Ann: rexml 2.3.5 && 2.2.3


(SER) #1

<posted & mailed>

Hello,

These releases contain primarily bug fixes, although there is some new
functionality.

2.3.5 Changelog:

  • Fixed a bug that caused text containing > to be split into two text nodes.
    This incurred a speed penalty, but I’ll try to improve that later.
  • Added a bug tracking system.
  • Fixed a comment parsing bug.
  • Mike Stok fixed Functions#translate and cleaned up some cruft that slipped
    through in Functions#substring.
  • Fixed a bug in Element#prefixes, and fixed Attributes#prefixes to use
    DOCTYPE declared namespaces. Added DocType#attributes_of(Element).
  • Fixed a bug in writing Attlist declarations.
  • Added AttlistDecl#each; AttlistDecl now includes Enumerable
  • Fixed Functions#name and Functions#local_name; fixed unit test.
  • Fixed a bug re. functions w/in predicates in XPath
  • Fixes for Child#parent=()
  • Fixes and speed improvement for creating Text nodes
  • SAX2Parser bug fixes
  • Added dist.xml and an ant build file
  • Tom sent a new version of his pretty printer (in contribs/)
  • Kouhei has a new version of his Japanese API documentation translation
    online

2.2.3 Changelog

  • Fixed a bug in entity handling.

## Problems to solve
1 - Answer these questions about the rexml release announcement, one per line:
(a) Who fixed Functions#translate?
(b) What does AttlistDecl now include?
(c) What is the only change listed in the 2.2.3 changelog?
2 - Gather every line of the records that contains the string "ceiling".

[Stored dataset items]
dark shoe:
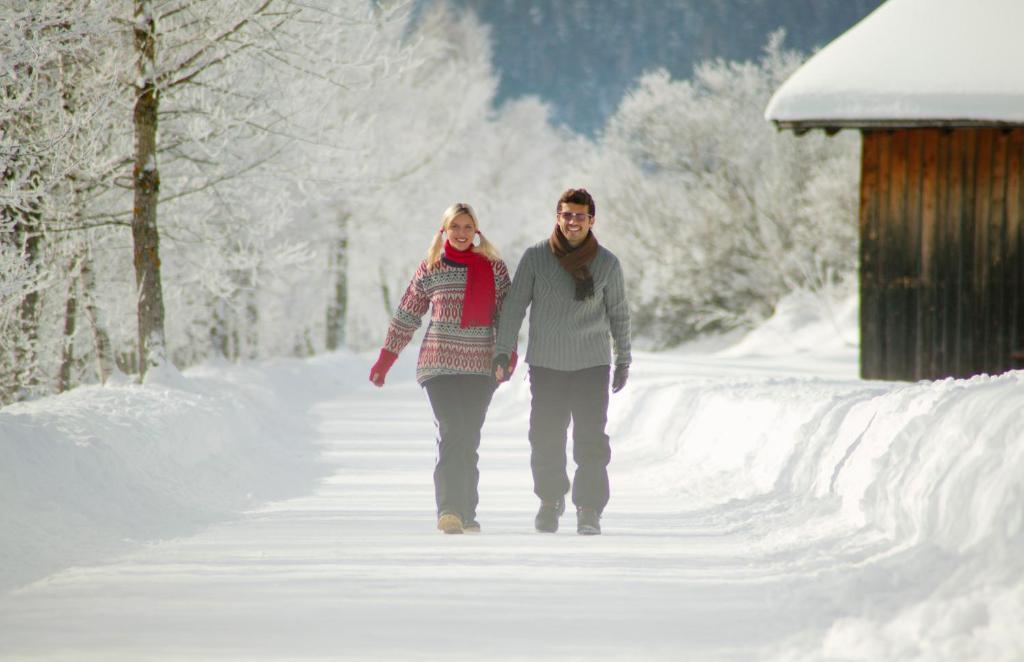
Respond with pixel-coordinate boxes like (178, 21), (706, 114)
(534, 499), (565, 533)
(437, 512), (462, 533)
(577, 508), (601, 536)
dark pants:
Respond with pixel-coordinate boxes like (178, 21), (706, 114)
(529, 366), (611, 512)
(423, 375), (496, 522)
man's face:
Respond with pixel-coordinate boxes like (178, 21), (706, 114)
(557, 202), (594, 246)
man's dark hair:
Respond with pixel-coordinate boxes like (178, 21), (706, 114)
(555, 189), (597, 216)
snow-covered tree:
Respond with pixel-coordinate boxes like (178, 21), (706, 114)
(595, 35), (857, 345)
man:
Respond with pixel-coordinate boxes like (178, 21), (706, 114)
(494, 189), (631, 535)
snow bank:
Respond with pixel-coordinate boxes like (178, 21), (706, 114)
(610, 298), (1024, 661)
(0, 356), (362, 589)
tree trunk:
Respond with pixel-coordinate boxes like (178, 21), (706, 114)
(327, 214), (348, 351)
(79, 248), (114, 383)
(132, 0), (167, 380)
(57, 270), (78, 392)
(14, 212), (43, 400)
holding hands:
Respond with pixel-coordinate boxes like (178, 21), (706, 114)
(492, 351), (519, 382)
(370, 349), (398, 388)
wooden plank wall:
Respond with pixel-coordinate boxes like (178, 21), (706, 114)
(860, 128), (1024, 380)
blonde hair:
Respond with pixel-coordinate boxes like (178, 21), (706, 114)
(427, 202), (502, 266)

...

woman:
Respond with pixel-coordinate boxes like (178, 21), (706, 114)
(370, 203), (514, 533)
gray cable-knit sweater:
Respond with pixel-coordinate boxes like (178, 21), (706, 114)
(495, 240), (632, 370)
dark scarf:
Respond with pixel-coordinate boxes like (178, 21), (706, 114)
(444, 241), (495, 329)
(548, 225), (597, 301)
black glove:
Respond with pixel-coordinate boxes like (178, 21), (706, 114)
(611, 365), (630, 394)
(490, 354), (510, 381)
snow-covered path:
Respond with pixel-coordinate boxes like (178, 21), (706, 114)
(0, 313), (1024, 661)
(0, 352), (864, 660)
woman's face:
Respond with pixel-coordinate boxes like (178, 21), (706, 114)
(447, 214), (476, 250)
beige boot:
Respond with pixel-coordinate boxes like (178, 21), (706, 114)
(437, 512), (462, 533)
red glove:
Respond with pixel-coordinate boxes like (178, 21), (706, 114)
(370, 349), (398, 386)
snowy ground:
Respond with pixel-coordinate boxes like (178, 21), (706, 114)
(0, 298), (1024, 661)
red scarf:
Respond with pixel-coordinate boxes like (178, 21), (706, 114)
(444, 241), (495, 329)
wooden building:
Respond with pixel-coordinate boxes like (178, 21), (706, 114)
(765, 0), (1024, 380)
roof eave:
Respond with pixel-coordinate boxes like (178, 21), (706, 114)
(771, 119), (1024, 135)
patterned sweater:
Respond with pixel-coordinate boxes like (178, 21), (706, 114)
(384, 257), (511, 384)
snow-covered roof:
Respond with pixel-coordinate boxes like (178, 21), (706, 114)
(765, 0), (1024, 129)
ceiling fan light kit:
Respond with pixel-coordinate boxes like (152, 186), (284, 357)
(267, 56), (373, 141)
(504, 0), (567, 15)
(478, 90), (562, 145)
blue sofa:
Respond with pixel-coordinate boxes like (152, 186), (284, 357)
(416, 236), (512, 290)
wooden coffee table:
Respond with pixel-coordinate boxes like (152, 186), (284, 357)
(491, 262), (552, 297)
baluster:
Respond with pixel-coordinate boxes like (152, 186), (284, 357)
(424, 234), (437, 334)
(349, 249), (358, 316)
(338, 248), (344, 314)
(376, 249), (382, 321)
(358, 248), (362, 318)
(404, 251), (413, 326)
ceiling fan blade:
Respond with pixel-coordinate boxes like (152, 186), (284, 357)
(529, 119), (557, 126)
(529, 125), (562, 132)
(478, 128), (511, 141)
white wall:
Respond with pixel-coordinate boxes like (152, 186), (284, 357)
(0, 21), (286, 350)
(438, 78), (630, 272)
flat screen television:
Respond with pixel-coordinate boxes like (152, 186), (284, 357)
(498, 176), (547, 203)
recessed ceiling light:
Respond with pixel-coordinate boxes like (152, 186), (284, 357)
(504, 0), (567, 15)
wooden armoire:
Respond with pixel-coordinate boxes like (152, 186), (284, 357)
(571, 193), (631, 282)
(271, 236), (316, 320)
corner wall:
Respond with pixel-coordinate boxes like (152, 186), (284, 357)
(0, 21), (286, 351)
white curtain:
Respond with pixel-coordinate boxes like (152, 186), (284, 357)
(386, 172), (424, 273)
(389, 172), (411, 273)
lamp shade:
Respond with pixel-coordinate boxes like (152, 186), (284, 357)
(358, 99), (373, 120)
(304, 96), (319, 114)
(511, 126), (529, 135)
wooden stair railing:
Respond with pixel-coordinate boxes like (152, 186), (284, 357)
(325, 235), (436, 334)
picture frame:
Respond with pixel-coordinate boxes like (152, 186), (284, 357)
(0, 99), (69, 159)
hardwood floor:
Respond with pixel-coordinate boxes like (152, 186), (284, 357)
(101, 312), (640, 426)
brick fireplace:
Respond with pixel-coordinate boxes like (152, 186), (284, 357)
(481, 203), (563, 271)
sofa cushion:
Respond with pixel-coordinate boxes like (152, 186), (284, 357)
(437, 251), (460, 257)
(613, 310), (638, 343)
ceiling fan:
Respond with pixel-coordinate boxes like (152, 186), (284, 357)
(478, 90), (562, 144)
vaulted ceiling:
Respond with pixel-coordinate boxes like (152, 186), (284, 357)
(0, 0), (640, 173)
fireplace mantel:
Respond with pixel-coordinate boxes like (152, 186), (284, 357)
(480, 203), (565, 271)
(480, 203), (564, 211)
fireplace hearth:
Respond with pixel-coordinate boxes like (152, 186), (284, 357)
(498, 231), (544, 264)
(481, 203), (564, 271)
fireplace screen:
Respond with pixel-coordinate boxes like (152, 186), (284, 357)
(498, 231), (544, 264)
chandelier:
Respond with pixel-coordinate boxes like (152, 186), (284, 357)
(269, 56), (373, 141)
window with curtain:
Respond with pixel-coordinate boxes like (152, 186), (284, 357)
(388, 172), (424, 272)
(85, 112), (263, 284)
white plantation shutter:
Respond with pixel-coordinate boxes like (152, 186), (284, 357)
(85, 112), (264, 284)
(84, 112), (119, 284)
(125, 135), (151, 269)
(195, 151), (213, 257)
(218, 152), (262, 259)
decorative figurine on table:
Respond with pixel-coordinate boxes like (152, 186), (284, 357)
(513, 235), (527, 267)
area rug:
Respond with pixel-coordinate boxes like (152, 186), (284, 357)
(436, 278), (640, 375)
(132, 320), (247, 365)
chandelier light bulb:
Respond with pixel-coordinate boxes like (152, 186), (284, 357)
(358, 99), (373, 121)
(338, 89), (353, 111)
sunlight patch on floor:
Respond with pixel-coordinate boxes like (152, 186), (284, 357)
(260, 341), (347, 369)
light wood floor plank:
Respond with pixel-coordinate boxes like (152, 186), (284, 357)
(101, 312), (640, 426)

## Solution list
1 -
(a) Mike Stok
(b) Enumerable
(c) A fix for a bug in entity handling

2 -
ceiling fan light kit:
ceiling fan blade:
recessed ceiling light:
ceiling fan:
vaulted ceiling:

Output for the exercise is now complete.